[SHORT TASK]
The lines to extract begin at the one containing "Target: smartphone" and run to the end of the listing; set them down exactly and alone.

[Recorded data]
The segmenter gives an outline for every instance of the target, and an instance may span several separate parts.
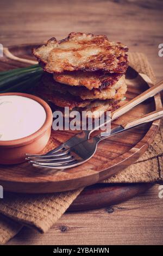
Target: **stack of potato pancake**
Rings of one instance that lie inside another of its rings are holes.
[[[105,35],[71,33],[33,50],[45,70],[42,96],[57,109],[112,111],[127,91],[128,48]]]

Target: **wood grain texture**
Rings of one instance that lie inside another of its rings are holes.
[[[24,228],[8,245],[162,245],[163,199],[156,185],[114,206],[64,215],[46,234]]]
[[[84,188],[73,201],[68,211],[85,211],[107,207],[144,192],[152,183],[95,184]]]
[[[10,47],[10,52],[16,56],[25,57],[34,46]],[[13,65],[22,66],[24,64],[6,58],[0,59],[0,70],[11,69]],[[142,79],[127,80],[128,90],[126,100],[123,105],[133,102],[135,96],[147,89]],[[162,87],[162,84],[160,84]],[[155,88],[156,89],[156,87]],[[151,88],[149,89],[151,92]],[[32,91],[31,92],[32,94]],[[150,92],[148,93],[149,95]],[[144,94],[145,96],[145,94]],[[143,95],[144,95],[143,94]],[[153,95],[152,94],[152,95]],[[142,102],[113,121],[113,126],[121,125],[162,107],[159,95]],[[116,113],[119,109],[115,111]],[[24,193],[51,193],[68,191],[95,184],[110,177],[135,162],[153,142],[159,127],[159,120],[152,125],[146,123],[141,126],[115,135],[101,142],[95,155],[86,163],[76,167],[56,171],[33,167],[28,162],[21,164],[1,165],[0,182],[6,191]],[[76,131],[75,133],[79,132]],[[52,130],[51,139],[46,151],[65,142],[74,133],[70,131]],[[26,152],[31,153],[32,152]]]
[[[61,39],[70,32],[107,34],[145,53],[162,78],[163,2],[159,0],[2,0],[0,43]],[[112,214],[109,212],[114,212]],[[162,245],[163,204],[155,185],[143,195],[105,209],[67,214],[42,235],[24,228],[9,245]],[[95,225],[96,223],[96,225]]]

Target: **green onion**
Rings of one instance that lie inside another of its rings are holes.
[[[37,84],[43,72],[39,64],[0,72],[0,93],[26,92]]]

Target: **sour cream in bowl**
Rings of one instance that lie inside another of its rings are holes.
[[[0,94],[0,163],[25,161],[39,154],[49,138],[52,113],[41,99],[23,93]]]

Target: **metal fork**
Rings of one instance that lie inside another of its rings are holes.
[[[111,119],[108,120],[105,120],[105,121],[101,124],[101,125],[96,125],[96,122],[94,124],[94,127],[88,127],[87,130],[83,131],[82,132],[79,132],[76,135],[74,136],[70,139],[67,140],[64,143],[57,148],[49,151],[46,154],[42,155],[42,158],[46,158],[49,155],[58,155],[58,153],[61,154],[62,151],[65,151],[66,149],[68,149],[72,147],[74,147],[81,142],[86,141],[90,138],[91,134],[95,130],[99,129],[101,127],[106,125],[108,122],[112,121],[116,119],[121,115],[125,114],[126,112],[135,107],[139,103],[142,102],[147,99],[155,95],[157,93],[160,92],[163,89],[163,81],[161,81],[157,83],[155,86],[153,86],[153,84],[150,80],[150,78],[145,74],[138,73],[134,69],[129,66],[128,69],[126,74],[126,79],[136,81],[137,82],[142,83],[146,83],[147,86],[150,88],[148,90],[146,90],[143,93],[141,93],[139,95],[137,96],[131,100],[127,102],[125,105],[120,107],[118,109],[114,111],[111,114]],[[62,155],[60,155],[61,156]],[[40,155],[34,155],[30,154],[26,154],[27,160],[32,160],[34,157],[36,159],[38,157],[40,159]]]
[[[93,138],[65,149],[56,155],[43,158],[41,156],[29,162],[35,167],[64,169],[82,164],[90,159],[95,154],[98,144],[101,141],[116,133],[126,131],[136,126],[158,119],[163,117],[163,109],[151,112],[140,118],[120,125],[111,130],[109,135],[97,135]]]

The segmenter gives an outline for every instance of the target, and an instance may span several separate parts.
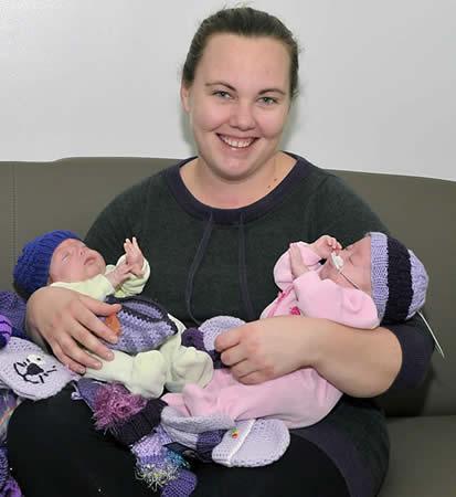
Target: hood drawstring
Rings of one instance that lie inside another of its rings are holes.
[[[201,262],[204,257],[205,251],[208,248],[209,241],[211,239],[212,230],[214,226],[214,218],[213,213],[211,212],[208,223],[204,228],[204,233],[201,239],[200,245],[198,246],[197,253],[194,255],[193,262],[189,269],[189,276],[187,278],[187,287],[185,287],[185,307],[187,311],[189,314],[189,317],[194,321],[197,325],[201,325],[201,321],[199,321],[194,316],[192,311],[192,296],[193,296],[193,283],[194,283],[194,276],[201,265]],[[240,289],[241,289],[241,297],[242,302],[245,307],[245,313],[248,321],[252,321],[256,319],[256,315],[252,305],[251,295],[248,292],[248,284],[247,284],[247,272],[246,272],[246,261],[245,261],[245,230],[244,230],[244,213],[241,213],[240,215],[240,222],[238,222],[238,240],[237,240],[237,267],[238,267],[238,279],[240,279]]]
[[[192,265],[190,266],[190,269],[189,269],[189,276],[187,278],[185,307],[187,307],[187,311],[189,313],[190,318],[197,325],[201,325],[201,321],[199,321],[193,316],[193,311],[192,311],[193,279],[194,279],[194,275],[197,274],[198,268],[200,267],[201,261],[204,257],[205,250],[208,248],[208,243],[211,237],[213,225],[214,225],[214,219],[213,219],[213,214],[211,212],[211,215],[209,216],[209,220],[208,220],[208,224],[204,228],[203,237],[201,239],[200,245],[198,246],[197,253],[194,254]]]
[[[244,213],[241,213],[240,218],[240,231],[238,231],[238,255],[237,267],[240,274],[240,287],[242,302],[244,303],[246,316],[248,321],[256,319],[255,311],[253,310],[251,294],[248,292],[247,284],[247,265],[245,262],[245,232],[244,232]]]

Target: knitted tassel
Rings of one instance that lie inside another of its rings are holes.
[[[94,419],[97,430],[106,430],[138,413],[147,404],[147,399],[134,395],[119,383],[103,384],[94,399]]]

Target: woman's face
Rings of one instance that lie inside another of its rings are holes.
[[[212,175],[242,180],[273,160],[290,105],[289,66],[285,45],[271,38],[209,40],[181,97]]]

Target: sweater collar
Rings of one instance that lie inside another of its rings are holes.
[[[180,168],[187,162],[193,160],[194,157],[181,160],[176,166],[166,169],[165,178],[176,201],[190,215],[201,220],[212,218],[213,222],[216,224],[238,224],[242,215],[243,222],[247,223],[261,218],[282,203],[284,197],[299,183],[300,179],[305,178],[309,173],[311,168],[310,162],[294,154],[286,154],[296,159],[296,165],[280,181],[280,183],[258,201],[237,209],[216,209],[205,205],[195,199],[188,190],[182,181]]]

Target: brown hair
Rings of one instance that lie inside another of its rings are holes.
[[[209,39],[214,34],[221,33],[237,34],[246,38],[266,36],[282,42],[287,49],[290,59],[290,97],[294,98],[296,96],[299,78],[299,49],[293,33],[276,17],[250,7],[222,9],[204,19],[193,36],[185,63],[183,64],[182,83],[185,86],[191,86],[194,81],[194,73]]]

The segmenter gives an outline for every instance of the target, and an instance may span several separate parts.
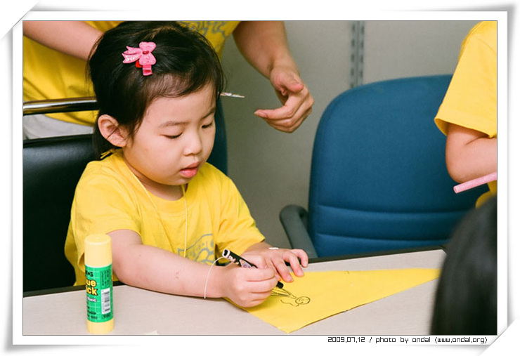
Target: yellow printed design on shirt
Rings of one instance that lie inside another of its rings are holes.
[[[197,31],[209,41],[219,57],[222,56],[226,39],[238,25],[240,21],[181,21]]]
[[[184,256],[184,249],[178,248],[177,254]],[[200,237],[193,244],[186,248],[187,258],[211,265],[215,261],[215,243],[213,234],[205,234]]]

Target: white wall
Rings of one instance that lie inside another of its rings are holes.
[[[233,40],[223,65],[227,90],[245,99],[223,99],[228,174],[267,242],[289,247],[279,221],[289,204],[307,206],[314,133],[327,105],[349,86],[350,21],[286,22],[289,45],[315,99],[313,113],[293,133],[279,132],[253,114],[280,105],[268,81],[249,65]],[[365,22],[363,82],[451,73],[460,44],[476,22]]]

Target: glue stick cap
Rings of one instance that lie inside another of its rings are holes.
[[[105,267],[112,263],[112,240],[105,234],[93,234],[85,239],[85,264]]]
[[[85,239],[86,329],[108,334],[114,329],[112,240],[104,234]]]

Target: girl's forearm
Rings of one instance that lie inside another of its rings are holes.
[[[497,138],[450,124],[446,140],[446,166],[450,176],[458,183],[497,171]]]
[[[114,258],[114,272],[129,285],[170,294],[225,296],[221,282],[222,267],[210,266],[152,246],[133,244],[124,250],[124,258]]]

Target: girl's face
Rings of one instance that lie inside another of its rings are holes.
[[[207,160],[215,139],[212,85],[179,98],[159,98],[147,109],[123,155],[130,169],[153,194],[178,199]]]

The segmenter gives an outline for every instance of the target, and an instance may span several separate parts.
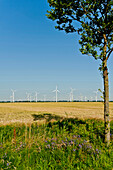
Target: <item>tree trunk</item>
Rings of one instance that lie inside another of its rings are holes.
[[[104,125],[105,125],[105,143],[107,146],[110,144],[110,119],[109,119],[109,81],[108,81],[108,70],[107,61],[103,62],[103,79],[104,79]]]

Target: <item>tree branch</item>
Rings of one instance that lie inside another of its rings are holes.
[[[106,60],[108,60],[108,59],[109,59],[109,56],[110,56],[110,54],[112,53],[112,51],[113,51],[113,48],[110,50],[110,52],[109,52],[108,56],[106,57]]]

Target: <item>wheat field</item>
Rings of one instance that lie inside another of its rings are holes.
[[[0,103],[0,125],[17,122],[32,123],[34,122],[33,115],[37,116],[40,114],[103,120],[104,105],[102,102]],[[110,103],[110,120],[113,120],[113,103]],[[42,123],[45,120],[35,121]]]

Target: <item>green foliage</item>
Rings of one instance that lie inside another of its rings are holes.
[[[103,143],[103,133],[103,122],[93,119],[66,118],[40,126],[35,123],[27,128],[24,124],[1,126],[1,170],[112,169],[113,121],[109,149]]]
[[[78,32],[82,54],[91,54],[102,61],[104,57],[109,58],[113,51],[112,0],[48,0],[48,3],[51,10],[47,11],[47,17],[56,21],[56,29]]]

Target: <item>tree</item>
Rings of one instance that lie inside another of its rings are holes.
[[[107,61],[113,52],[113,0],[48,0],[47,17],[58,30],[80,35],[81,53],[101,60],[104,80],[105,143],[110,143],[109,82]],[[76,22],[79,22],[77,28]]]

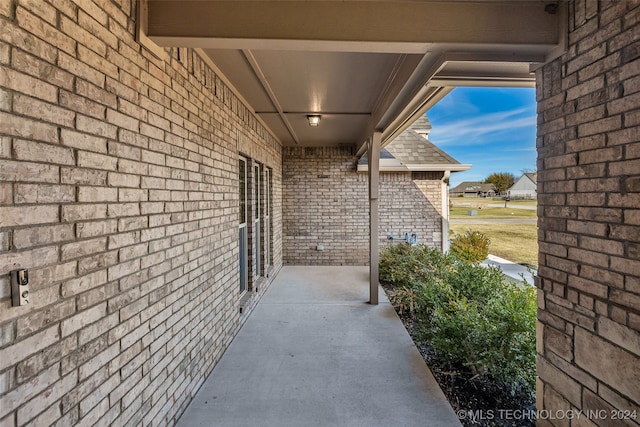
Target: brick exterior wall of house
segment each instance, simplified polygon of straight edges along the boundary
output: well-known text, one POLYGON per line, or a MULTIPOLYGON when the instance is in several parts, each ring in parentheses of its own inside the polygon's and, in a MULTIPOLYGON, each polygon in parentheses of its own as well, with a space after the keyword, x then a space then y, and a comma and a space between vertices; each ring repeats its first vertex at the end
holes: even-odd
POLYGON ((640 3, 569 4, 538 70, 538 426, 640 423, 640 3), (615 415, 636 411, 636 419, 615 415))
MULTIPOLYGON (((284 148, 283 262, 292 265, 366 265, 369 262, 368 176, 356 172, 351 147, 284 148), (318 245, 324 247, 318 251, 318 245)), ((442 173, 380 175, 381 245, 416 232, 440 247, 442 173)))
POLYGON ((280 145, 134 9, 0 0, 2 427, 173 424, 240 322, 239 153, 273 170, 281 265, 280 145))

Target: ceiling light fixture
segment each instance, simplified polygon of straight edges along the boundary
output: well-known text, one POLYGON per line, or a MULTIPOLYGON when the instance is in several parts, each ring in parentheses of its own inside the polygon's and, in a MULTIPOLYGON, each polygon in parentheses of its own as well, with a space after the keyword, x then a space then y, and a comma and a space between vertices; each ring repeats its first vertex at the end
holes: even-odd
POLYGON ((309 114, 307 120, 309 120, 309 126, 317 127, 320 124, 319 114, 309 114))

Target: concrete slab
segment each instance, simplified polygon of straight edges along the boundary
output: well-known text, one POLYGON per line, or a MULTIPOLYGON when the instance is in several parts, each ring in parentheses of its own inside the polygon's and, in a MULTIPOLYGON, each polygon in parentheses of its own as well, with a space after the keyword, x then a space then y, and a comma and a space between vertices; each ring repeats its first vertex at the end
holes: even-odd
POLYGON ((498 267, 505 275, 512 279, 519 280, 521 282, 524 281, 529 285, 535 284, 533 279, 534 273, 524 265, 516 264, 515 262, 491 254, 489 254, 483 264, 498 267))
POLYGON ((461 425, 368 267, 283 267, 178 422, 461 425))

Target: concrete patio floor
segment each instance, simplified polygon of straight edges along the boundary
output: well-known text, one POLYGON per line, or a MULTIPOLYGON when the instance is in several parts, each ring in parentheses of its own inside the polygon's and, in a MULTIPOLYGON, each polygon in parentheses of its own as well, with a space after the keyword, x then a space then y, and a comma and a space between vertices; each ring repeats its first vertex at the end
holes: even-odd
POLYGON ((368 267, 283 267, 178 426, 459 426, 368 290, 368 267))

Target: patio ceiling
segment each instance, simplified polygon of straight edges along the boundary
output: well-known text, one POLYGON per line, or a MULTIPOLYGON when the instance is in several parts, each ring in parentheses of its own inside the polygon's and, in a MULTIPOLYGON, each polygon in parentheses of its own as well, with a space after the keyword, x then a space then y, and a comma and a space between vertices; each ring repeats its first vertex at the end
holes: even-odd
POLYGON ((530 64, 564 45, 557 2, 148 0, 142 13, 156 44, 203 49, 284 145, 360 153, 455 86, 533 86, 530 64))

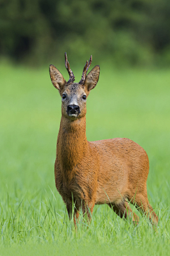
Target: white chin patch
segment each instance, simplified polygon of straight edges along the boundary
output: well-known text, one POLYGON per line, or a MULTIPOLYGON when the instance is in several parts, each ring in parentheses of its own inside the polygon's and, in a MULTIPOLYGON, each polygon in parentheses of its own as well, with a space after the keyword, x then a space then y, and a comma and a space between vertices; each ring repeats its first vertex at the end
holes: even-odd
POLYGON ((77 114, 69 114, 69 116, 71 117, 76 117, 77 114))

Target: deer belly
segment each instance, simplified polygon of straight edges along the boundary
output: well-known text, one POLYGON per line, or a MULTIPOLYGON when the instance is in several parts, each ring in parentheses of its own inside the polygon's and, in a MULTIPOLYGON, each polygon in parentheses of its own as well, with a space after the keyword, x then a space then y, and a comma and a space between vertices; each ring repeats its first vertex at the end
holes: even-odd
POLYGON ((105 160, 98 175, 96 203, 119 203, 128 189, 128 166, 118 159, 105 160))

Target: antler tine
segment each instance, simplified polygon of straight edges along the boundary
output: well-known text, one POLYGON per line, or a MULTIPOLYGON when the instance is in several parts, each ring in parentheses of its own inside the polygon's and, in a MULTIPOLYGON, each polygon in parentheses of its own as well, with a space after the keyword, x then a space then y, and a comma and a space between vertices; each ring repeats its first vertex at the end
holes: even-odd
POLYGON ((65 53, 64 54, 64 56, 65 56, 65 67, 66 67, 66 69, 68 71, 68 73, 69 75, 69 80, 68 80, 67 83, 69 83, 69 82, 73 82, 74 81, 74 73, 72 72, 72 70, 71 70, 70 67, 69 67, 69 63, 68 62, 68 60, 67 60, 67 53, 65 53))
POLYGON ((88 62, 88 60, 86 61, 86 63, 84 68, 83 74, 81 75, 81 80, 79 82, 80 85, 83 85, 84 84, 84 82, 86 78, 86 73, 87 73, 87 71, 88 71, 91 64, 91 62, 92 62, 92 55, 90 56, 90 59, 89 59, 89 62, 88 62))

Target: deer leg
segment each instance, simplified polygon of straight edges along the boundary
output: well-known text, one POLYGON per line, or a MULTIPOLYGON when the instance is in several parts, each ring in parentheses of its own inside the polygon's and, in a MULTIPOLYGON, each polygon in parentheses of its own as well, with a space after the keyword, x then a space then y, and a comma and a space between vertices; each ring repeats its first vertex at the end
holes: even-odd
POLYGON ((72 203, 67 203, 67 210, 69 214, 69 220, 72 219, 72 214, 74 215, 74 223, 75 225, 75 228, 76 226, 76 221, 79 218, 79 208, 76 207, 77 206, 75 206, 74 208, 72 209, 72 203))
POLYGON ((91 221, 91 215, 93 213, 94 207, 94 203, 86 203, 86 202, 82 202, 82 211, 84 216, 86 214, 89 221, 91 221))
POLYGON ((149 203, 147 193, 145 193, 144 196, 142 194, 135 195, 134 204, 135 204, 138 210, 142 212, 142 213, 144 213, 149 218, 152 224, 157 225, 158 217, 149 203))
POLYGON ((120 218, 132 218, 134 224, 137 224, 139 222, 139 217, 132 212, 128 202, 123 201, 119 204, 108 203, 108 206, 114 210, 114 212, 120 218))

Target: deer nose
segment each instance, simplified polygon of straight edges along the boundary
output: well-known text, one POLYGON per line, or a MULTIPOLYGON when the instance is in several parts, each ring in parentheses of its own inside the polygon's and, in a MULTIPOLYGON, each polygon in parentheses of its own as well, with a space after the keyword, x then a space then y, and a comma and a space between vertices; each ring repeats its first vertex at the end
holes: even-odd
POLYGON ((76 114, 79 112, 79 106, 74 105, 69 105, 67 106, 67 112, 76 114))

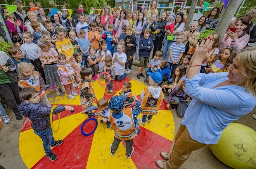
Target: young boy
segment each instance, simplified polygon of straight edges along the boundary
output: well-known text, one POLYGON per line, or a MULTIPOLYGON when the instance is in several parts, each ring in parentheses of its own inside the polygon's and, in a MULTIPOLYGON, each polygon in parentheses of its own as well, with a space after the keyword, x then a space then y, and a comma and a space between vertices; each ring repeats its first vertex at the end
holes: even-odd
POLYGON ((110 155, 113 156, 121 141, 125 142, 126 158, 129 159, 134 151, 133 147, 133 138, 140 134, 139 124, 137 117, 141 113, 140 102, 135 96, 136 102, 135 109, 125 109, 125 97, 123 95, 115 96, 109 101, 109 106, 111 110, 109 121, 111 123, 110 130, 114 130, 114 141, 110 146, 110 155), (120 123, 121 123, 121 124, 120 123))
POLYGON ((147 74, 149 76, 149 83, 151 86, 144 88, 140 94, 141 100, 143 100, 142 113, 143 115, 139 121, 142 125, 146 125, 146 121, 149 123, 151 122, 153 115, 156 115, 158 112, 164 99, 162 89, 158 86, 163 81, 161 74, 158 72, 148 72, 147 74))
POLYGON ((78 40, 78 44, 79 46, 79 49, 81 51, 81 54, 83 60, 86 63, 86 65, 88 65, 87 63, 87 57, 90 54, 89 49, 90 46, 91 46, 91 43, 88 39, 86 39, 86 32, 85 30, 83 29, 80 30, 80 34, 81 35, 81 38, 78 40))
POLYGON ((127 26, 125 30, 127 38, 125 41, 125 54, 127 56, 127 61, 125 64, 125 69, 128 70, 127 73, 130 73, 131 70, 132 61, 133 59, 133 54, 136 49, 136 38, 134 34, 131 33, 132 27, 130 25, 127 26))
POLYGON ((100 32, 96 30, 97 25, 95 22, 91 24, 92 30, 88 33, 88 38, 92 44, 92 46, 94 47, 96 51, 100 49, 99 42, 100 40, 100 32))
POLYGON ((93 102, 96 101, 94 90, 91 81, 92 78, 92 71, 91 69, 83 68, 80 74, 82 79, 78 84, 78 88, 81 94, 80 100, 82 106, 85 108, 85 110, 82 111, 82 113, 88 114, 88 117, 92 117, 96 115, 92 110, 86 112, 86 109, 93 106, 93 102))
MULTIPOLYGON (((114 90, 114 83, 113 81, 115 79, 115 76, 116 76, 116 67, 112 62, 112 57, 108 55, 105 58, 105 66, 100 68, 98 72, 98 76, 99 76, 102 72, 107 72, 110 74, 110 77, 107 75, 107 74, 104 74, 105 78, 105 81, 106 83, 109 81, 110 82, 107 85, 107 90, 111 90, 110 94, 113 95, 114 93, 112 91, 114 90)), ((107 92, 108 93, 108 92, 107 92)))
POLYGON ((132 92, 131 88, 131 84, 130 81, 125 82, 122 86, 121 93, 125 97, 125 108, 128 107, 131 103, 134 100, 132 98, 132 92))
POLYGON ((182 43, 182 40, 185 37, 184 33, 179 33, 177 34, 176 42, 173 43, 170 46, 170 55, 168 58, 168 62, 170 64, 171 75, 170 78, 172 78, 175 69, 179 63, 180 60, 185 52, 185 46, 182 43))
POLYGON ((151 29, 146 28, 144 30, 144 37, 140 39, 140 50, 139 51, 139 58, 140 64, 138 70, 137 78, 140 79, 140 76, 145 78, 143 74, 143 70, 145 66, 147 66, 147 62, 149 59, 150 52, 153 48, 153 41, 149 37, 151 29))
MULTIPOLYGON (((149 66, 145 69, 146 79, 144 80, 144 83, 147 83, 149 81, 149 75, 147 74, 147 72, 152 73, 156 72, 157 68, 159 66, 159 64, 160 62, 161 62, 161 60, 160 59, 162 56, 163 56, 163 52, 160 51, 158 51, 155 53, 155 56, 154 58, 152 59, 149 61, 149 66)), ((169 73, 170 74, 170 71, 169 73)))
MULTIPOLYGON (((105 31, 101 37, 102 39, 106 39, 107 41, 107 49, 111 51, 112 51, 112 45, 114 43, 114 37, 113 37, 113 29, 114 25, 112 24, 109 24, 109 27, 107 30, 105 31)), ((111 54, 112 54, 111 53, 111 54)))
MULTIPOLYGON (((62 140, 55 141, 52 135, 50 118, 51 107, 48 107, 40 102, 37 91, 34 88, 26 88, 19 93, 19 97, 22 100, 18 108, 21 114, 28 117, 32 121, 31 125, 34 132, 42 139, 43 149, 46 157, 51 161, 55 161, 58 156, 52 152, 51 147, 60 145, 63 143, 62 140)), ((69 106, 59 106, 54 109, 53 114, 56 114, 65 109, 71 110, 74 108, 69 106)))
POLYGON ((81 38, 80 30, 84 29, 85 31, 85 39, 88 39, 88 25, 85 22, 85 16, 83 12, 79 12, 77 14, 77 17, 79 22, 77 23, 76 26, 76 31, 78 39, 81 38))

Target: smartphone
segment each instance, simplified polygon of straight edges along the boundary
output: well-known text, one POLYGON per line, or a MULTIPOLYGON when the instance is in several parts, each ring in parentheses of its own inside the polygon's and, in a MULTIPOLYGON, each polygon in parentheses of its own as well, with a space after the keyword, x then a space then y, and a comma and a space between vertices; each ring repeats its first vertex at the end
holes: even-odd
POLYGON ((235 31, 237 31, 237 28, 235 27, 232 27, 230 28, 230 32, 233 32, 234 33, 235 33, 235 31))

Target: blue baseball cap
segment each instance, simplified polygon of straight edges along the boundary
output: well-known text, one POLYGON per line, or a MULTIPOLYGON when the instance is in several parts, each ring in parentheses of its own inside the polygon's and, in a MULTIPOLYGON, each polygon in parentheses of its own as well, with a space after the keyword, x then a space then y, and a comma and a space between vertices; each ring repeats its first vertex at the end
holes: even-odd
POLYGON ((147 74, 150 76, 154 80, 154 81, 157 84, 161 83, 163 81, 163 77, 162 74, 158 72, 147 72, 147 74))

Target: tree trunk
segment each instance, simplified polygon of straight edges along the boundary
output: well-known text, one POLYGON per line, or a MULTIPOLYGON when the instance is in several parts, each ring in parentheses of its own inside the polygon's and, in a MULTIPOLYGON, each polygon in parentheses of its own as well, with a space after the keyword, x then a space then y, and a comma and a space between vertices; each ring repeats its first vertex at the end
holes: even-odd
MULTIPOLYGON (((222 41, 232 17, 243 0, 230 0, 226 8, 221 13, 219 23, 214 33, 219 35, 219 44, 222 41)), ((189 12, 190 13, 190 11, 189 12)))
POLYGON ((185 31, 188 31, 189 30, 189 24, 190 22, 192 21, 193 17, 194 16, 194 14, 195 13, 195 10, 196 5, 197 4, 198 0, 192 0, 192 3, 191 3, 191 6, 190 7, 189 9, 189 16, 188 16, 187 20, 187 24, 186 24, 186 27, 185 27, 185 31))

[FINAL RESULT]
Target: smartphone
segment each instance, simplified polygon of straight edges along the boundary
output: well-known text, one POLYGON per line, or a MULTIPOLYGON when the instance is in several parts, each ring in parentheses of its own inside the polygon's and, in a MULTIPOLYGON, each polygon in parentheses of its own as well, with a space after the keyword, x then a space then y, and a comma and a space between vertices; each ring repeats its first vertex at the end
holes: even-odd
POLYGON ((235 31, 237 31, 237 28, 235 27, 232 27, 230 28, 230 32, 233 32, 234 33, 235 33, 235 31))

Target: blue baseball cap
segment each instance, simplified polygon of straight edges along the boundary
output: well-known text, one POLYGON per line, or a MULTIPOLYGON when the instance is in several parts, each ring in parentheses of its own inside the polygon's and, in a MULTIPOLYGON, each polygon in parentheses of its own as well, with a space after the keyword, x then a space then y, and a comma and a space between vertices; each ring repeats its first vertex at the end
holes: even-odd
POLYGON ((147 74, 150 76, 154 80, 154 81, 157 84, 161 83, 163 81, 163 77, 162 74, 158 72, 147 72, 147 74))

Target: tree trunk
segment each instance, simplified polygon of straight edges along the boundary
output: well-known text, one POLYGON per line, or a MULTIPOLYGON when the instance is in several parts, each ring in parentheses of its own inside the polygon's and, in a MULTIPOLYGON, each polygon in parentheses of its own as well, with a space after the keyword, x then a space then y, and a comma and a space between vertices; each ring repeats its first vertex at the end
holes: even-odd
MULTIPOLYGON (((222 41, 232 17, 243 0, 230 0, 226 8, 221 13, 219 23, 214 33, 219 35, 219 44, 222 41)), ((189 12, 190 13, 190 11, 189 12)))
POLYGON ((185 31, 188 31, 189 30, 189 24, 190 22, 192 21, 193 17, 194 16, 194 14, 195 13, 195 10, 196 5, 197 4, 198 0, 192 0, 192 3, 191 3, 191 6, 190 7, 189 9, 189 16, 188 16, 187 20, 187 24, 186 24, 186 27, 185 27, 185 31))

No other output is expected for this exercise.